They don't remember what you tell them... do they?

skehlet · April 17, 2024, 4:34pm

Hi there, fairly basic but important question, just looking for confirmation that models are not affected by anything you give them at inference time. Learning is done at pre-training and fine-tuning stages, but a model is effectively read-only once you start using it to generate text. Do I understand this correctly?

As I recall from walking through the Fine-tune a pretrained model example, all your work is lost, unless you save the updated model. If you used a model for inference for a few hours and then saved it, would it be any different?

Just a little context, I want to use data in a RAG app that should not end up affecting the model in any way, and, say, end up showing up in later conversations. That is, unless I intentionally implement a “memory” mechanism (which is just passing the conversation history back to the model every time). So for me, this “forgetfulness” of the model is a feature I’m counting on. Yes, I’ve probably watched too many episodes of Westworld.

One last question, is this forgetfulness behavior generally considered a feature or a bug. In other words, is this a behavior that might change in the future? Models that learn on the fly?

Thanks so much.

> [Exercises to complete]
#1 Duplicate, word for word, the passage of the forum post that begins with the words containing "Just a little" and ends with "on the fly?".
#2 Which TV series does the author of the forum post say they have probably watched too many episodes of?
#3 Write the next part of the forum post, starting after its last line.

> [Record list]
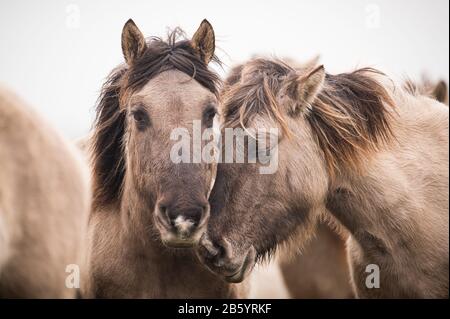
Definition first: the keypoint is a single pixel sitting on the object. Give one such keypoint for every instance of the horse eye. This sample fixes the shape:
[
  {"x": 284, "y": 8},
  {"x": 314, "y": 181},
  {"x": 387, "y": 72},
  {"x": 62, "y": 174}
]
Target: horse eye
[{"x": 141, "y": 118}]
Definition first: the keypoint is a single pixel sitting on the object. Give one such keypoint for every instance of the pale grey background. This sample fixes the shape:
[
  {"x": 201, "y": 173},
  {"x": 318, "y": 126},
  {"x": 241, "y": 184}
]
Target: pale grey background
[{"x": 56, "y": 53}]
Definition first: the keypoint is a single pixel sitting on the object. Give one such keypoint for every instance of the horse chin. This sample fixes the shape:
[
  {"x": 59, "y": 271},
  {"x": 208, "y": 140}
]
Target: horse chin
[
  {"x": 172, "y": 239},
  {"x": 245, "y": 269}
]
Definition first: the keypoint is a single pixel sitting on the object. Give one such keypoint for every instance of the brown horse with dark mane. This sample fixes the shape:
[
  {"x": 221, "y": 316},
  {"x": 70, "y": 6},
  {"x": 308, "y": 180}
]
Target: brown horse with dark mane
[
  {"x": 145, "y": 206},
  {"x": 354, "y": 149}
]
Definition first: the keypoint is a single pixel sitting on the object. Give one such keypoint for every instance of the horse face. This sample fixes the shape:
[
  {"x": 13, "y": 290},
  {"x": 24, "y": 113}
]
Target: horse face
[
  {"x": 174, "y": 180},
  {"x": 163, "y": 119}
]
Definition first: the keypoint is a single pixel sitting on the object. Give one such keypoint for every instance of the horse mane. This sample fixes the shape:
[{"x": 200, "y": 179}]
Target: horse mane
[
  {"x": 350, "y": 117},
  {"x": 107, "y": 144}
]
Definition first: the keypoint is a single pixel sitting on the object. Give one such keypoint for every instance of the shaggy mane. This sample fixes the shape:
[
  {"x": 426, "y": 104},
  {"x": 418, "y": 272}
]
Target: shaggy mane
[{"x": 350, "y": 117}]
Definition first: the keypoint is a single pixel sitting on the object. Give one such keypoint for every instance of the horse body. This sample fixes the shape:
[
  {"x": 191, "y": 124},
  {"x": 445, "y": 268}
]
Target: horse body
[
  {"x": 44, "y": 200},
  {"x": 397, "y": 211}
]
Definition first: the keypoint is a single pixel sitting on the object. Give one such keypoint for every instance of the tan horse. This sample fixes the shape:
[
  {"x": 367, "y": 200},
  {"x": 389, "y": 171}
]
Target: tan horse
[
  {"x": 436, "y": 90},
  {"x": 353, "y": 148},
  {"x": 44, "y": 201},
  {"x": 145, "y": 205}
]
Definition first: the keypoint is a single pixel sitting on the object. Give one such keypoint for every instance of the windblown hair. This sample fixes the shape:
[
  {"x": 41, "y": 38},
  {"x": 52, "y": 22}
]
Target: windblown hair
[
  {"x": 350, "y": 117},
  {"x": 107, "y": 147}
]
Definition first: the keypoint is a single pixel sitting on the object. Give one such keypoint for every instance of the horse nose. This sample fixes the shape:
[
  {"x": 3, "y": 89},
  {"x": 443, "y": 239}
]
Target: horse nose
[
  {"x": 182, "y": 220},
  {"x": 186, "y": 219}
]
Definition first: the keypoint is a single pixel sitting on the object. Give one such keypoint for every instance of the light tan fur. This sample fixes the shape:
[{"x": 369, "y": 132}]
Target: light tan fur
[
  {"x": 44, "y": 200},
  {"x": 364, "y": 153}
]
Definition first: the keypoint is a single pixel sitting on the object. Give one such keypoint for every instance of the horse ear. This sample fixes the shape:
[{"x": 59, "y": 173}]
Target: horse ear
[
  {"x": 133, "y": 42},
  {"x": 440, "y": 92},
  {"x": 305, "y": 87},
  {"x": 204, "y": 42}
]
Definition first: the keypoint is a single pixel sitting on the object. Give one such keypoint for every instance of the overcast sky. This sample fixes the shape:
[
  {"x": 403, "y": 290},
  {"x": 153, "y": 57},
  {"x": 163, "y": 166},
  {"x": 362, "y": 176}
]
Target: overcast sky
[{"x": 56, "y": 53}]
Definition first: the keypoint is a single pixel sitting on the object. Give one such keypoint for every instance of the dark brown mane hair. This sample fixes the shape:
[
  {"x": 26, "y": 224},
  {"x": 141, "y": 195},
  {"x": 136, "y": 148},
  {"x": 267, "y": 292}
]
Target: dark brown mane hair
[
  {"x": 350, "y": 117},
  {"x": 107, "y": 149}
]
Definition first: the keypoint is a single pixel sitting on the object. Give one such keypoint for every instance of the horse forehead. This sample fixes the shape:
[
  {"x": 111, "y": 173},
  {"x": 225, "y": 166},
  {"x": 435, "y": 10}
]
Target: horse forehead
[{"x": 174, "y": 87}]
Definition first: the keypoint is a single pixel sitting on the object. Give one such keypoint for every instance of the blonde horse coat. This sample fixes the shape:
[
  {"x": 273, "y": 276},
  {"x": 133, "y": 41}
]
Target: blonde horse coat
[{"x": 43, "y": 202}]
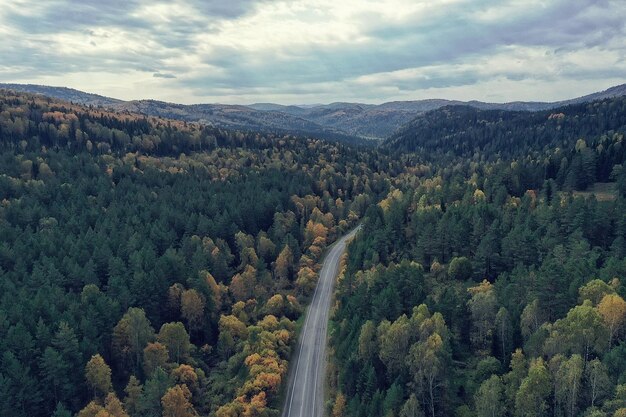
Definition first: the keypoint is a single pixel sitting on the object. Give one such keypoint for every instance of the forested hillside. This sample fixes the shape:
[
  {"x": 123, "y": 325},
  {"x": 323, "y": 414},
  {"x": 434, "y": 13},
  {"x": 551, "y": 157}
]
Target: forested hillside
[
  {"x": 150, "y": 267},
  {"x": 489, "y": 283}
]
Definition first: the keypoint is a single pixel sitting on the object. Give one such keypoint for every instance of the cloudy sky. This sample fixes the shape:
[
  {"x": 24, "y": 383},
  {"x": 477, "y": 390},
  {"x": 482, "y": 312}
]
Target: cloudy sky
[{"x": 316, "y": 51}]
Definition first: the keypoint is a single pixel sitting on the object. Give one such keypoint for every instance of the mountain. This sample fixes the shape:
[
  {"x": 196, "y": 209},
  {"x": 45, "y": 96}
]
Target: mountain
[
  {"x": 64, "y": 93},
  {"x": 464, "y": 130},
  {"x": 351, "y": 122}
]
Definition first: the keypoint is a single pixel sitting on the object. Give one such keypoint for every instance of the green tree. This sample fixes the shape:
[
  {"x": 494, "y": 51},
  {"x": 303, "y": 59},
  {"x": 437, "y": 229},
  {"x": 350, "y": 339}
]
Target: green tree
[
  {"x": 176, "y": 340},
  {"x": 534, "y": 391},
  {"x": 490, "y": 398},
  {"x": 98, "y": 375}
]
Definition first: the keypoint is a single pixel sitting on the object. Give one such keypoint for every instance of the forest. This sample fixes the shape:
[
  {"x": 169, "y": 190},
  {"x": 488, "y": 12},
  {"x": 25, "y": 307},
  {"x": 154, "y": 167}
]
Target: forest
[
  {"x": 151, "y": 267},
  {"x": 491, "y": 282},
  {"x": 154, "y": 267}
]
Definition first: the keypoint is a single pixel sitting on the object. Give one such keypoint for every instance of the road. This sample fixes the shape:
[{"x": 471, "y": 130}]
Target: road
[{"x": 305, "y": 390}]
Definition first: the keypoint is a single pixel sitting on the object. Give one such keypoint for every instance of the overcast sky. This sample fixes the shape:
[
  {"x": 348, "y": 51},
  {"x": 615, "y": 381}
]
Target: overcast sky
[{"x": 316, "y": 51}]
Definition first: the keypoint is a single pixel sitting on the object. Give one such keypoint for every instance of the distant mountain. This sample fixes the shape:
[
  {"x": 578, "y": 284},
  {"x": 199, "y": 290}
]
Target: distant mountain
[
  {"x": 465, "y": 131},
  {"x": 64, "y": 93},
  {"x": 343, "y": 121}
]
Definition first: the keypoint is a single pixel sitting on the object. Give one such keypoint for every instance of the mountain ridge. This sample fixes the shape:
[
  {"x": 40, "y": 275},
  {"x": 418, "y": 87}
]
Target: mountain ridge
[{"x": 339, "y": 120}]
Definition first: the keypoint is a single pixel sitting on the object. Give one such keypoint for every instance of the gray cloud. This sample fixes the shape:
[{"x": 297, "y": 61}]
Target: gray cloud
[{"x": 439, "y": 47}]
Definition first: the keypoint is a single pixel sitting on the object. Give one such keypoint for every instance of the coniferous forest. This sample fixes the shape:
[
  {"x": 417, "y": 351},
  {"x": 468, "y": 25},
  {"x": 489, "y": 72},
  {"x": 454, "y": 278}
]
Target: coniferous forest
[{"x": 152, "y": 267}]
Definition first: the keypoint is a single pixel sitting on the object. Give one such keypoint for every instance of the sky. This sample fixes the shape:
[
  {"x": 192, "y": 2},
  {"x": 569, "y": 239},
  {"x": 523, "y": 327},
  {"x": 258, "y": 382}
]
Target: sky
[{"x": 316, "y": 51}]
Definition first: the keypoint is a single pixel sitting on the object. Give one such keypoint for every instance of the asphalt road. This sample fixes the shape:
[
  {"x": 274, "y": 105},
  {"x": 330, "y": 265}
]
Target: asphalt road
[{"x": 305, "y": 391}]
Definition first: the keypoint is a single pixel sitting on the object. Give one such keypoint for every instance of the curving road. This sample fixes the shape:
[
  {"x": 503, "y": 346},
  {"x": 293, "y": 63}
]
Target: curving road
[{"x": 305, "y": 392}]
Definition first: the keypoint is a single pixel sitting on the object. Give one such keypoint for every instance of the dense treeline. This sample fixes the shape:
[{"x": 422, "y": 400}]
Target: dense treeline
[
  {"x": 151, "y": 267},
  {"x": 486, "y": 285}
]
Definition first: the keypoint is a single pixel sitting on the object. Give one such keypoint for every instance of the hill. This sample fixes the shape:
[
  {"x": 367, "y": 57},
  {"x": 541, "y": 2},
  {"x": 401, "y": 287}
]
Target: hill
[
  {"x": 463, "y": 130},
  {"x": 350, "y": 122}
]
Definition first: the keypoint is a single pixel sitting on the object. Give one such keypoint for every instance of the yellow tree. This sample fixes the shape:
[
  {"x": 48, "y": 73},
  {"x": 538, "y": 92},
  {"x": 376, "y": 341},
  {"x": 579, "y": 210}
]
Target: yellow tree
[
  {"x": 185, "y": 375},
  {"x": 284, "y": 264},
  {"x": 154, "y": 355},
  {"x": 192, "y": 309},
  {"x": 98, "y": 375},
  {"x": 612, "y": 308},
  {"x": 339, "y": 408},
  {"x": 176, "y": 402},
  {"x": 133, "y": 392},
  {"x": 114, "y": 406}
]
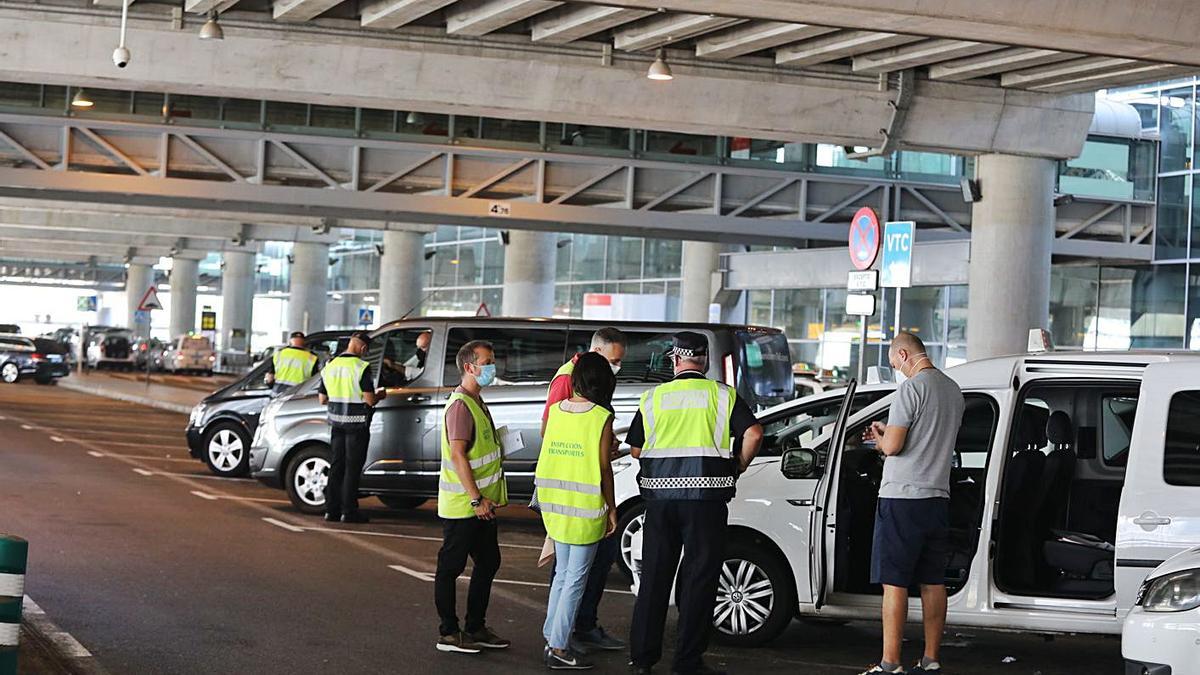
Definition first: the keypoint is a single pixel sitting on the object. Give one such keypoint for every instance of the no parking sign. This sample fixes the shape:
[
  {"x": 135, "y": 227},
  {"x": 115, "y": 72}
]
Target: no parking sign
[{"x": 864, "y": 238}]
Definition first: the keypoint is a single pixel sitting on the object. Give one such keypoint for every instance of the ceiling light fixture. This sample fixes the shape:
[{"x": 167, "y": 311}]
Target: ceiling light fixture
[
  {"x": 659, "y": 69},
  {"x": 81, "y": 100},
  {"x": 211, "y": 29}
]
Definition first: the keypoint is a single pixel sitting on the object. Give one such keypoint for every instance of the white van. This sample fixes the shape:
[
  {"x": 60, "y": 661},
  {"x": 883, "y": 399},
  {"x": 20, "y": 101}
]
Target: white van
[{"x": 1074, "y": 476}]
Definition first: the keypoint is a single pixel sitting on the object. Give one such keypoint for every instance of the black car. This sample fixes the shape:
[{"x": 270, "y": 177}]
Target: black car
[
  {"x": 222, "y": 425},
  {"x": 42, "y": 359}
]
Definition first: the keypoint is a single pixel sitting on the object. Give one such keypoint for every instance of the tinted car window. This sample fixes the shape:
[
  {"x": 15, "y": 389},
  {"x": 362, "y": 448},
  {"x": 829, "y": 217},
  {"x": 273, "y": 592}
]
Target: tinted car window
[
  {"x": 1181, "y": 454},
  {"x": 523, "y": 356},
  {"x": 646, "y": 357}
]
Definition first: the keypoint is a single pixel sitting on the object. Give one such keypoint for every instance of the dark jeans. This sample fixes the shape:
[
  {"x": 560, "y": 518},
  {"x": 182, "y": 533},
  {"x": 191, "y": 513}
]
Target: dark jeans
[
  {"x": 598, "y": 578},
  {"x": 462, "y": 538},
  {"x": 349, "y": 444},
  {"x": 697, "y": 527}
]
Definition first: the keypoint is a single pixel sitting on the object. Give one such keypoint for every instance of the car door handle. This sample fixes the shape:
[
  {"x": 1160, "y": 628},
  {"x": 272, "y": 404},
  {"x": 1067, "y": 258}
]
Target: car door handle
[{"x": 1151, "y": 519}]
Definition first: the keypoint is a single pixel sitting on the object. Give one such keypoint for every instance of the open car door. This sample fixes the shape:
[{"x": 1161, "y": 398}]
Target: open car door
[{"x": 822, "y": 520}]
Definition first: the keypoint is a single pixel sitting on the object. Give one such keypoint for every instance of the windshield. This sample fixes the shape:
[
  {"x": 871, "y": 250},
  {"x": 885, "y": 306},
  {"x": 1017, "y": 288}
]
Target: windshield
[{"x": 766, "y": 372}]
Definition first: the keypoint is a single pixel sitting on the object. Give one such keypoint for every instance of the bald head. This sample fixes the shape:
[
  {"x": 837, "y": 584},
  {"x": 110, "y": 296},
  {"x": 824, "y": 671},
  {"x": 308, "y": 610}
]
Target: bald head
[{"x": 907, "y": 354}]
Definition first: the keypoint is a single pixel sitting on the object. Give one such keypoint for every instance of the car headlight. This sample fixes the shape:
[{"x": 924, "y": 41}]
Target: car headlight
[
  {"x": 1179, "y": 591},
  {"x": 197, "y": 414}
]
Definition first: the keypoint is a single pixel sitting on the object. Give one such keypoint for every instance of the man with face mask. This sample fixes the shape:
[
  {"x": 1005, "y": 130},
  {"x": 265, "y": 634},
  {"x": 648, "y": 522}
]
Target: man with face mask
[
  {"x": 471, "y": 489},
  {"x": 589, "y": 635},
  {"x": 912, "y": 515}
]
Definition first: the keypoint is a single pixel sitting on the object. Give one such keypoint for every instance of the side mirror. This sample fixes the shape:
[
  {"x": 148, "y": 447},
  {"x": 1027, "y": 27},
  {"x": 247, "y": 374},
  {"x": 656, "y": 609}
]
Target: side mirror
[{"x": 799, "y": 463}]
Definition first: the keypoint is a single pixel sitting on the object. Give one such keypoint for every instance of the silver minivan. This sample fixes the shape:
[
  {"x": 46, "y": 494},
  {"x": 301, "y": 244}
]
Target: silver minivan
[{"x": 291, "y": 446}]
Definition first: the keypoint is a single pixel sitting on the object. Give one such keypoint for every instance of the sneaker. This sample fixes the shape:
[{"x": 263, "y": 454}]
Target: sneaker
[
  {"x": 487, "y": 639},
  {"x": 568, "y": 661},
  {"x": 457, "y": 643},
  {"x": 598, "y": 639}
]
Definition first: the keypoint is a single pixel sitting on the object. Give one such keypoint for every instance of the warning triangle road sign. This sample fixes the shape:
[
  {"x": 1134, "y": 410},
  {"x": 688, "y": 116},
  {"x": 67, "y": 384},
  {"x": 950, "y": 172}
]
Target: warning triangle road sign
[{"x": 150, "y": 300}]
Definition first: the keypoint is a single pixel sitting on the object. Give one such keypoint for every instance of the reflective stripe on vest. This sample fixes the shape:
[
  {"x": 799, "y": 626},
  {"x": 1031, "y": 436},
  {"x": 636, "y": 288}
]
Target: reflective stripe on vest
[
  {"x": 293, "y": 365},
  {"x": 568, "y": 476},
  {"x": 688, "y": 453},
  {"x": 486, "y": 465},
  {"x": 342, "y": 377}
]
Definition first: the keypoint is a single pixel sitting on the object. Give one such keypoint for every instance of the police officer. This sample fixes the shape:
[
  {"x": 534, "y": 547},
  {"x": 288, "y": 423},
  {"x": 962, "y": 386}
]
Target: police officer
[
  {"x": 292, "y": 364},
  {"x": 347, "y": 389},
  {"x": 685, "y": 436}
]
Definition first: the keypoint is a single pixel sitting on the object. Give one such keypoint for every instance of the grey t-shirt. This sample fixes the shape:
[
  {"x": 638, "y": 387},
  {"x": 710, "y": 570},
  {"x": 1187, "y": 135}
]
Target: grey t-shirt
[{"x": 930, "y": 405}]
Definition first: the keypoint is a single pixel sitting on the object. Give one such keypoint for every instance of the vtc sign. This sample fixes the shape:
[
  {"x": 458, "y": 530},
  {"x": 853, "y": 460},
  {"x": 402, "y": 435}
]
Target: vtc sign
[{"x": 864, "y": 238}]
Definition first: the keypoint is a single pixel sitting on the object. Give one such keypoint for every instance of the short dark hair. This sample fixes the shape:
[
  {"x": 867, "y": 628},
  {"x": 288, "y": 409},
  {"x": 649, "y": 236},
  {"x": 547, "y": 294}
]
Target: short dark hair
[
  {"x": 609, "y": 335},
  {"x": 593, "y": 380},
  {"x": 467, "y": 353}
]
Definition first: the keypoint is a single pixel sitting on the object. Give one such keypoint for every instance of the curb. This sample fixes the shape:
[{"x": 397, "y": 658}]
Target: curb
[
  {"x": 57, "y": 643},
  {"x": 121, "y": 396}
]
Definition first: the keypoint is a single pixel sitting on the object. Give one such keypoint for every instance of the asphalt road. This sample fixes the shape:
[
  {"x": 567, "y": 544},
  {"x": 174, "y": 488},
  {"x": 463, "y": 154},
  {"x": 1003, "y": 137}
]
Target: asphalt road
[{"x": 157, "y": 567}]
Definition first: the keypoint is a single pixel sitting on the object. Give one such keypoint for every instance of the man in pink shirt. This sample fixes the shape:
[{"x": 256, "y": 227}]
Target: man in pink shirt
[{"x": 589, "y": 635}]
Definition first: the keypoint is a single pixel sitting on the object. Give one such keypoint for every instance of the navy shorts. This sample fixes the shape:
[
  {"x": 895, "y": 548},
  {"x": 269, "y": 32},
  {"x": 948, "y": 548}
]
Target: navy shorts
[{"x": 911, "y": 542}]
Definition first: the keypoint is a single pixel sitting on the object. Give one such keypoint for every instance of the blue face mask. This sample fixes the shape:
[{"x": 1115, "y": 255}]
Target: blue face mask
[{"x": 486, "y": 375}]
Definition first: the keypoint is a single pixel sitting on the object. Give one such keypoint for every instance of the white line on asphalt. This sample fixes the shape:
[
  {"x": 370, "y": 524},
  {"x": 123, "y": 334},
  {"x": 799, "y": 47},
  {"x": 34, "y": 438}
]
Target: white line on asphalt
[
  {"x": 411, "y": 572},
  {"x": 235, "y": 499},
  {"x": 397, "y": 536},
  {"x": 61, "y": 639},
  {"x": 287, "y": 526}
]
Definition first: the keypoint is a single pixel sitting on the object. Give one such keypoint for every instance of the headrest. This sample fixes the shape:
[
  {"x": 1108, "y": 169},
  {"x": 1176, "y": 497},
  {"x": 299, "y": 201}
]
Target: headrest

> [Answers to each task]
#1
Just a little context, I want to use data in a RAG app that should not end up affecting the model in any way, and, say, end up showing up in later conversations. That is, unless I intentionally implement a “memory” mechanism (which is just passing the conversation history back to the model every time). So for me, this “forgetfulness” of the model is a feature I’m counting on. Yes, I’ve probably watched too many episodes of Westworld.

One last question, is this forgetfulness behavior generally considered a feature or a bug. In other words, is this a behavior that might change in the future? Models that learn on the fly?

#2 Westworld

#3
dblakely · April 17, 2024, 8:18pm

Hi there, fairly basic but important question, just looking for confirmation that models are not affected by anything you give them at inference time. Learning is done at pre-training and fine-tuning stages, but a model is effectively read-only once you start using it to generate text. Do I understand this correctly?

Correct, nothing whatsoever about the model changes when you’re using it for inference.

As I recall from walking through the Fine-tune a pretrained model example, all your work is lost, unless you save the updated model. If you used a model for inference for a few hours and then saved it, would it be any different?

No, it would just be a copy of what you started with

Unless you, say, you started with a model in 32 bits and you loaded it as 16 bits and then saved the 16 bit version–one could change the model doing things like that. But nothing about running inference in and of itself changes it at all.

One last question, is this forgetfulness behavior generally considered a feature or a bug. In other words, is this a behavior that might change in the future? Models that learn on the fly?

Depending on your needs, it could be a limitation, but I wouldn’t say it’s a bug. Transformer models are giant functions. If you have a tiny regression model y = mx + b, it’s a function with learned parameters m and b. Nothing about plugging in some value x will change m or b and in the vast majority of cases, you don’t want m and b to change on the fly. Transformers are a massively scaled up and more complicated version of this, but it’s the same basic idea at the end of the day.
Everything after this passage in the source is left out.